*Exercise details*: Starting with the first line below, reproduce each line exactly until you have included the one bearing "Every instance of the red-orange".

Records drawn from a dataset

══════════════════════════════

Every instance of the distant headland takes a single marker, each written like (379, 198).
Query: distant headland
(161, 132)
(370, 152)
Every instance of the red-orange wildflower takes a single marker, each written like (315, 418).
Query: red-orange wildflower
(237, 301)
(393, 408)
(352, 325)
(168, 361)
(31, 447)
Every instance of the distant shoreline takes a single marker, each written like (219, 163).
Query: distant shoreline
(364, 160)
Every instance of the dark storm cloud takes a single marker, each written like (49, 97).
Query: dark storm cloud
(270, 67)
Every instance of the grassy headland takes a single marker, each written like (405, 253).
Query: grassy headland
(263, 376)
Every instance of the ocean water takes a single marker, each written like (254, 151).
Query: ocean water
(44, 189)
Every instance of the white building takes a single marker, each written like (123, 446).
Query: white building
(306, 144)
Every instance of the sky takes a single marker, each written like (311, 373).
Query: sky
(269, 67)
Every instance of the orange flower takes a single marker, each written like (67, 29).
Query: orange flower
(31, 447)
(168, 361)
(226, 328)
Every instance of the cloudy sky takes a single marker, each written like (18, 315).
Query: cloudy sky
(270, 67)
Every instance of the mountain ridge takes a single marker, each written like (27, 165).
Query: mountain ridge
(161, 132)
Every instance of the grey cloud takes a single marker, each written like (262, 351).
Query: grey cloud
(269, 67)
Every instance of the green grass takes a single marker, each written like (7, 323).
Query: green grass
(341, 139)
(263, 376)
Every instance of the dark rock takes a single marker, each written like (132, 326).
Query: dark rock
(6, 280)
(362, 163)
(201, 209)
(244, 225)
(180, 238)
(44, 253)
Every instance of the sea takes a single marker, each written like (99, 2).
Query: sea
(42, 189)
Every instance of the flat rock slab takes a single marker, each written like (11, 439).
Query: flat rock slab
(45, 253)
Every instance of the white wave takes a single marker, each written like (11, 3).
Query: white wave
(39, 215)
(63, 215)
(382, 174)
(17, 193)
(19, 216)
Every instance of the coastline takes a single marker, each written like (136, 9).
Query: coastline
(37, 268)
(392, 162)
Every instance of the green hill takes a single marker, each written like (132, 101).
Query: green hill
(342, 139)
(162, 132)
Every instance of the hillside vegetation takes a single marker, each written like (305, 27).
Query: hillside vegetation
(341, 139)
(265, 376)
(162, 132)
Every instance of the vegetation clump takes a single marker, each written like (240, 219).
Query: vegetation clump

══════════════════════════════

*Answer section*:
Every instance of the distant headland takes a single marker, each written like (379, 198).
Query: distant headland
(161, 132)
(370, 152)
Every instance of the red-orange wildflower takes a single marker, each written like (315, 418).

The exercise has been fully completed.